__Auszuführende Aufgaben__
1 – Geben Sie aus dem Auszug über den US-Truppenabzug aus Niger den Abschnitt von "SRF News: Was" bis "110 Millionen Dollar." wortgetreu aus.
2 – Stellen Sie die Zeilen der bereitgestellten Daten vom Anfang bis einschließlich der Zeile mit "point(133, 82)" als zweispaltige CSV mit den Spalten „eingabe“ und „ausgabe“ dar, je Eingabe eine CSV-Zeile mit der zugehörigen Ausgabe. Setzen Sie jedes Feld in Anführungszeichen, ersetzen Sie Zeilenumbrüche durch Leerzeichen und geben Sie nur diese Zeilen aus.

__Zu lesender Auszug__
Die USA ziehen ihre mehr als 1000 Soldaten aus Niger ab, nachdem die Militärjunta in dem westafrikanischen Land dies gefordert hatte. Die Militärregierung wendet sich stattdessen Russland zu. Damit verlören die USA ihren wichtigsten Stützpunkt im Kampf gegen den Terrorismus in Westafrika, sagt USA-Kennerin Claudia Brühwiler.
SRF News: Was bedeutet der Truppenabzug aus Niger für die USA?
Claudia Brühwiler: Es ist ein herber Rückschlag für die USA im Kampf gegen den Terrorismus. Die Region wird bekanntlich immer wieder von Terroranschlägen heimgesucht.
Erst vor sechs Jahren bauten die USA eine Luftwaffenbasis für 110 Millionen Dollar.
In Niger betrieben die USA den zweitgrössten Militärstützpunkt auf dem afrikanischen Kontinent – nach Dschibuti in Ostafrika. Erst vor sechs Jahren wurde im nigrischen Agadez eine US-Luftwaffenbasis für 110 Millionen Dollar erstellt.
Niger war der wichtigste Verbündete der USA im Kampf gegen den Terrorismus in der Region. Was verlieren die USA mit Niger?
Die USA hatten dort eine wichtige Operationsbasis für Westafrika – zumal in den Nachbarländern die zuvor beherrschende westliche Macht, Frankreich, nicht mehr geduldet wurde. Jetzt werden sich die USA umsehen müssen, ob in einem der umliegenden Länder eine neue US-Basis möglich sein wird. Das allerdings dürfte schwierig werden.
Wie werden die USA die Lücke füllen können?

__Bereitgestellte Daten__
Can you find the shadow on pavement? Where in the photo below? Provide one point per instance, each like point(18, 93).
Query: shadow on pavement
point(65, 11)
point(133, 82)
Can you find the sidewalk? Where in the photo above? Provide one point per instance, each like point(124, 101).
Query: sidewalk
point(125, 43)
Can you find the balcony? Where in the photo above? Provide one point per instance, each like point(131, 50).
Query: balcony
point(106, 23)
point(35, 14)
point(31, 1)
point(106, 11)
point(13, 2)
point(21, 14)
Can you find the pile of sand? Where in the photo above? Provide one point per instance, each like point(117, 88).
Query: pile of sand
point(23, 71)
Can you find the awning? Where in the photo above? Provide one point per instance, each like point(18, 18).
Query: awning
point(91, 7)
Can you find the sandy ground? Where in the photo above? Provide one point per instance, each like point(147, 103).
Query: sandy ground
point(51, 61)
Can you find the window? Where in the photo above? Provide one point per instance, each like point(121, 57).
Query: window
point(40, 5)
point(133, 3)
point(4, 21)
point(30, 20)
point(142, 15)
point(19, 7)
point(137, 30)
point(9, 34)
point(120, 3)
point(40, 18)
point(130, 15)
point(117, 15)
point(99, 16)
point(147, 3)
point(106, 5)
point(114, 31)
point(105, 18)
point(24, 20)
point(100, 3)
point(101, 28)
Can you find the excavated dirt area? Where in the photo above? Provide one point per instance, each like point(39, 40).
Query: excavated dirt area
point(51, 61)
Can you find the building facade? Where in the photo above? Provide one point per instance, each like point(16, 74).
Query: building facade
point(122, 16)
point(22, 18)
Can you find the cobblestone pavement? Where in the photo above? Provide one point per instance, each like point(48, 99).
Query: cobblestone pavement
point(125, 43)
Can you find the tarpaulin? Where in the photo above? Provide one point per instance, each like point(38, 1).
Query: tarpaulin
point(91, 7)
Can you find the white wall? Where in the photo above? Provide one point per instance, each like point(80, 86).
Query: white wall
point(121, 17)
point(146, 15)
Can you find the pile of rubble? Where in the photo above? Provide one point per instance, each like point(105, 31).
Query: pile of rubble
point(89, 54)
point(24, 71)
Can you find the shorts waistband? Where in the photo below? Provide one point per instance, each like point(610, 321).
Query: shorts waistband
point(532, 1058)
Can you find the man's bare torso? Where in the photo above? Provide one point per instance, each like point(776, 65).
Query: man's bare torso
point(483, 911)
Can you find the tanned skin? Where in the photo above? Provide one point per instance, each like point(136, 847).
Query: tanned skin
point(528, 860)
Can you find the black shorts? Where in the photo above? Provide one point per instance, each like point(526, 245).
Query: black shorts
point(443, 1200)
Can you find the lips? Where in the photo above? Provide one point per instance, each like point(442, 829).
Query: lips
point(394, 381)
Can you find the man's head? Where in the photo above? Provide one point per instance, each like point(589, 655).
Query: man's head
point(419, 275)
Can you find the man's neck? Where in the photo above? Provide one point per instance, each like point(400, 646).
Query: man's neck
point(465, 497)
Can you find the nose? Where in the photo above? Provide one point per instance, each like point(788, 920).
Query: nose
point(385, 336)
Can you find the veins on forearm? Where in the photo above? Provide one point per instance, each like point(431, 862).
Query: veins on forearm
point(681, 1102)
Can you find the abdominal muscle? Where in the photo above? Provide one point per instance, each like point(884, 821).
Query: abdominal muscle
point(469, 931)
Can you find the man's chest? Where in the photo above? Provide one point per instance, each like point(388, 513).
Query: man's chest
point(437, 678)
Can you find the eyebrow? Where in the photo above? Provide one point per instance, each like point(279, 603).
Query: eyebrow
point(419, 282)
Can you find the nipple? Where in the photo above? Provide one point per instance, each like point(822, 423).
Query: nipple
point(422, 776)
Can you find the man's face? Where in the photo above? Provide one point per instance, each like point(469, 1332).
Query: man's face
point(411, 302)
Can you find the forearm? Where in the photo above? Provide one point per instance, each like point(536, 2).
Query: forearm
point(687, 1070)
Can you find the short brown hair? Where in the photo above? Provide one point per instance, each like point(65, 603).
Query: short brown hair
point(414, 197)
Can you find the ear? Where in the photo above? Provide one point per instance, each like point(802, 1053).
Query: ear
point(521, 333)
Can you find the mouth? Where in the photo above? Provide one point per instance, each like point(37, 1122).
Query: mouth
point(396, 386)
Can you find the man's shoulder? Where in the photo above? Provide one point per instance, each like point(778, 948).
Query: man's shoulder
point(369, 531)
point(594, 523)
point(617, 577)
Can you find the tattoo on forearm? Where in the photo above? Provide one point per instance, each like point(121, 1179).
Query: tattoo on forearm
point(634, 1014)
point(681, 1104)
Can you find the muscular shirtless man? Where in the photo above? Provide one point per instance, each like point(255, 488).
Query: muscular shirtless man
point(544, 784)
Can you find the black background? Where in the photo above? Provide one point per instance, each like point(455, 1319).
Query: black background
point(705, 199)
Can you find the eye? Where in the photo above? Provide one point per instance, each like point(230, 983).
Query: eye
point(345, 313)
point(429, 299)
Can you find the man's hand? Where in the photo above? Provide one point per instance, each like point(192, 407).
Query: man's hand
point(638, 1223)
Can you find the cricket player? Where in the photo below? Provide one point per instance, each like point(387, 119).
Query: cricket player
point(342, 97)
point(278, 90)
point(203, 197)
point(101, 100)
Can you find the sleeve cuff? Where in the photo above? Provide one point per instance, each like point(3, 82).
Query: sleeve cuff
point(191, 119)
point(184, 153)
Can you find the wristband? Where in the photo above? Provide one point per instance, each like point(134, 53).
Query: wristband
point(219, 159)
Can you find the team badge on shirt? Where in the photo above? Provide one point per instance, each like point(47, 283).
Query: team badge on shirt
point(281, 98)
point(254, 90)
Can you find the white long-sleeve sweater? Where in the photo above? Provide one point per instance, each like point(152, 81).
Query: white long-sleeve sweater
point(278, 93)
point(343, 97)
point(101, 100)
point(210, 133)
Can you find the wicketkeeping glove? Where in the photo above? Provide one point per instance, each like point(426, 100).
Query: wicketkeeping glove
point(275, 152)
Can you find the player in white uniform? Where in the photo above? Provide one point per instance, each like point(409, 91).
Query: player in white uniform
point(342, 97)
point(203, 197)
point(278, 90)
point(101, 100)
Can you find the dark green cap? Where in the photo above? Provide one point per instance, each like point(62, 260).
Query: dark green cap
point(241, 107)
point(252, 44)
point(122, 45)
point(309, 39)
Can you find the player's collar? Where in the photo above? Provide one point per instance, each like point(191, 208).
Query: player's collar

__Ergebnisse der Aufgaben__
1 –
SRF News: Was bedeutet der Truppenabzug aus Niger für die USA?
Claudia Brühwiler: Es ist ein herber Rückschlag für die USA im Kampf gegen den Terrorismus. Die Region wird bekanntlich immer wieder von Terroranschlägen heimgesucht.
Erst vor sechs Jahren bauten die USA eine Luftwaffenbasis für 110 Millionen Dollar.

2 –
eingabe,ausgabe
"Can you find the shadow on pavement? Where in the photo below? Provide one point per instance, each like point(18, 93). Query: shadow on pavement","point(65, 11) point(133, 82)"